EXTRACTED TEXT:

■ ■ ■ ■

Search in sorting array

A

Asen Bozhilov

I've to search in sorting array. Possible input data for search is:

[0, 999]

function EGN(egn) {
this.value = egn.split('');

this._year = +egn.slice(0, 2);
this._month = +egn.slice(2, 4);
this._date = +egn.slice(4, 6);
this._order = +egn.slice(6, 9);
}

EGN.prototype = {
constructor : EGN,
regionIds : [-1, 43, 93, 139, 169, 183, 217, 233, 281, 301, 319,
341, 377, 395, 435, 501, 527, 555, 575, 601, 623, 721, 751, 789, 821,
843, 871, 903, 925, 999],

getRegion : function() {
var start = 0,
end = this.regionIds.length - 1,
middle,
lower_b,
upper_b;

while(start <= end)
{
middle = Math.floor((end + start) / 2);
lower_b = this.regionIds[middle];
upper_b = this.regionIds[middle + 1];
if (this._order > upper_b)
{
start = middle + 1;
}
else if (this._order < lower_b)
{
end = middle - 1;
}
else {
return middle;
}
}
return -1;
}
};


var my = new EGN('8509306247');
window.alert(my.regionIds[my.getRegion()]);

The string parameter of `EGN' constructor is identifier in my country.
Each person has identifier like that. Ten digit of identifier give
information about person.

1, 2 => Are year of born
3, 4 => Are month of born. If month > 20 the person is born before
1900 year. If menth > 40 the person is born after 2000 year.
5, 6 => Are date of born.
7, 8, 9 => Are order and region, in which person been born. If is an
even number, the person is man. Otherwise is woman. Each region has
range for people in that region. I've to get lower boundary of region,
because I need to print region name of the person and order for
region.
10 => Is only for controlling valid identifier, and calculate on other
9. Algorithm is specified by administration in my country.

At the moment I use binary search. `regionIds' contains ranges of
every region. I need to get lower boundary of region.

■ ■ ■ ■

PROBLEMS TO SOLVE:
**a)** In the sorted-array post, what does an even number in digits 7, 8, 9 of the identifier indicate?
**b)** Please reproduce the sorted-array post word for word from "Each person has" up to and including "after 2000 year.".

■ ■ ■ ■

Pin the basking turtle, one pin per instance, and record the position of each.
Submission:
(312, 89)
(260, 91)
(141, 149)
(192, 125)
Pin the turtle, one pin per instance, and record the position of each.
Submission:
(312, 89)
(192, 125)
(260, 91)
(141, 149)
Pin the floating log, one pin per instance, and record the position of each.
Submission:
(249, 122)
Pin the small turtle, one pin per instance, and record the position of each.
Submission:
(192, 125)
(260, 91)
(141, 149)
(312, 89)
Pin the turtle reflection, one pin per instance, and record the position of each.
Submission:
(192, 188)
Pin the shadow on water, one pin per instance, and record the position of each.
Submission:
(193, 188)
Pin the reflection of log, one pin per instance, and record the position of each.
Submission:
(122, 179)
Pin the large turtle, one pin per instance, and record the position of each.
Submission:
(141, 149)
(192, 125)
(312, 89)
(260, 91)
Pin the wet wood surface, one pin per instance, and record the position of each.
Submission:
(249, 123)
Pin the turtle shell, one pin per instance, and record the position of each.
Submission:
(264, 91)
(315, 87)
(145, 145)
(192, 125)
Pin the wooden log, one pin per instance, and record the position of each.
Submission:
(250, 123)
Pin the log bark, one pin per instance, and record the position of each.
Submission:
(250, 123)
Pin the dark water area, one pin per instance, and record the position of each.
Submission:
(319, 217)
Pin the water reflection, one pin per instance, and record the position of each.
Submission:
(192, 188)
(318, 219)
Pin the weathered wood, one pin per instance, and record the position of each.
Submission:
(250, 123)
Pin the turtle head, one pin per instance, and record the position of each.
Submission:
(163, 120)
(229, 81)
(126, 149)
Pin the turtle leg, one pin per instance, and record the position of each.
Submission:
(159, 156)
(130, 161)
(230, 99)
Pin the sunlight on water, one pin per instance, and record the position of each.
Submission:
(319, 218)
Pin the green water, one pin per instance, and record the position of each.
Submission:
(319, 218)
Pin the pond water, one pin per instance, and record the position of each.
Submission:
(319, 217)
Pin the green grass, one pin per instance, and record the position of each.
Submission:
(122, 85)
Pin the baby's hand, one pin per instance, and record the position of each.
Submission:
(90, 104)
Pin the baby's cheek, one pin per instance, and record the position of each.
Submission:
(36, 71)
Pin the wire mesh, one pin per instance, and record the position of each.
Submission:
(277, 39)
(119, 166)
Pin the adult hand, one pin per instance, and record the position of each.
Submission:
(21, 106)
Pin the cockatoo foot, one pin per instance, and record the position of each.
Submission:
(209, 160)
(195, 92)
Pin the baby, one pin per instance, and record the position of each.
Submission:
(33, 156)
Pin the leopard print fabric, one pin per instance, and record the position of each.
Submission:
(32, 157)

■ ■ ■ ■

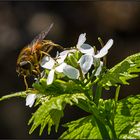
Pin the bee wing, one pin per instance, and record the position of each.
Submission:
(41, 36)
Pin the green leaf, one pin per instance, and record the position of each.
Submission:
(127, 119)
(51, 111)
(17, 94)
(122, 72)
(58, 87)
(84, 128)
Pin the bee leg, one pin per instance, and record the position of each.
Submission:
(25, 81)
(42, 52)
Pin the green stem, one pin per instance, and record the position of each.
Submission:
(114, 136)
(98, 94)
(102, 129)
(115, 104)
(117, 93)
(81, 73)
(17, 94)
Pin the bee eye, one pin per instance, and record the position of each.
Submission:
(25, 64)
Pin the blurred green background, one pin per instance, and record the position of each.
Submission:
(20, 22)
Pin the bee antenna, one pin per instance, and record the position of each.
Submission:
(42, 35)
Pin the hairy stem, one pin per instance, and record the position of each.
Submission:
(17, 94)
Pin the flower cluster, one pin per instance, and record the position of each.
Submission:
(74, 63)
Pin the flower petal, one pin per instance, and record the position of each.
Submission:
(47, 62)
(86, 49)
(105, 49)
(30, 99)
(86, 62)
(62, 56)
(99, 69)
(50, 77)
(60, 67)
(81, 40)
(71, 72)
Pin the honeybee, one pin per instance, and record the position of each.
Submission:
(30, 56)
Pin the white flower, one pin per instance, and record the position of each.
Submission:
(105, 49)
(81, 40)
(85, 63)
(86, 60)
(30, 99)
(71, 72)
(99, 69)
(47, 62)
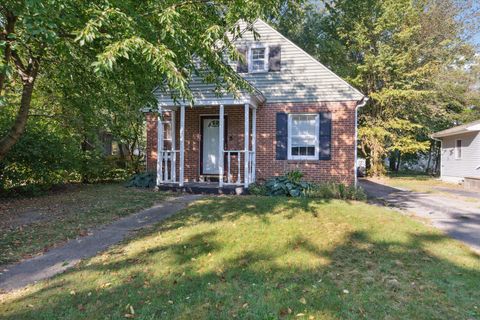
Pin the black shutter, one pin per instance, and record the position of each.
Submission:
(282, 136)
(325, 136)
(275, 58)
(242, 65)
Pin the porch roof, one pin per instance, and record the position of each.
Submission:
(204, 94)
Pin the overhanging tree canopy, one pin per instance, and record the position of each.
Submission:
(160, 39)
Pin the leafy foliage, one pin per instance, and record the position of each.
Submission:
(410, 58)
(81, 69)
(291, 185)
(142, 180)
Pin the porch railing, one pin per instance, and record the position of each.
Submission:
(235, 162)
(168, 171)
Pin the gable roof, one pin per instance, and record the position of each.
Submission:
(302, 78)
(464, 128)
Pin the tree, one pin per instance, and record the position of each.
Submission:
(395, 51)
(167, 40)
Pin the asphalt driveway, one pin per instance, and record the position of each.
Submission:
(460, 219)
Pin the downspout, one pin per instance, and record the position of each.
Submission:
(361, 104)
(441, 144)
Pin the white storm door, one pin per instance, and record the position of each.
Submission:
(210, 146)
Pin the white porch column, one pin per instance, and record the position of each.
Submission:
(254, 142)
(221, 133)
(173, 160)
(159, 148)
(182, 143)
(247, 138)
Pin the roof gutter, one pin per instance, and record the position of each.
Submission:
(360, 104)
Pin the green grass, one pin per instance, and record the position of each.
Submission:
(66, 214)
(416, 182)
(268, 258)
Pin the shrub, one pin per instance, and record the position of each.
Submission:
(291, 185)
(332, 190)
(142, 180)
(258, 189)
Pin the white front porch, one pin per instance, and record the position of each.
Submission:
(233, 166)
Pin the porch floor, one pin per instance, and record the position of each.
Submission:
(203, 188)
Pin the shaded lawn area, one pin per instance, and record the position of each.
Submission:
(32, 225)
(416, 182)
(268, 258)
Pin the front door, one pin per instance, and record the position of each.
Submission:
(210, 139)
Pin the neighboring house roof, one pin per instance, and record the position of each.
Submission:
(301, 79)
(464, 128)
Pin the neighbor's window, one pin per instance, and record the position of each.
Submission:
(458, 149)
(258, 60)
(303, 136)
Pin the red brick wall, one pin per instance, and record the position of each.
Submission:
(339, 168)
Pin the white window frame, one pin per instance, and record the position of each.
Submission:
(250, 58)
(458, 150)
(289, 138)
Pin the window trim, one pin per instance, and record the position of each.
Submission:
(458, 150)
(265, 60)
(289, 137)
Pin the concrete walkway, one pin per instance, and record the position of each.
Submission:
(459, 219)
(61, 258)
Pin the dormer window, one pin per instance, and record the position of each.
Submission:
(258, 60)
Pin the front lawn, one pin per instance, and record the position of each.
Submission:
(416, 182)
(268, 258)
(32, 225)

■ ■ ■ ■

RESULTS OF THE TASKS:
**a)** The person is a man.

**b)**
Each person has identifier like that. Ten digit of identifier give
information about person.

1, 2 => Are year of born
3, 4 => Are month of born. If month > 20 the person is born before
1900 year. If menth > 40 the person is born after 2000 year.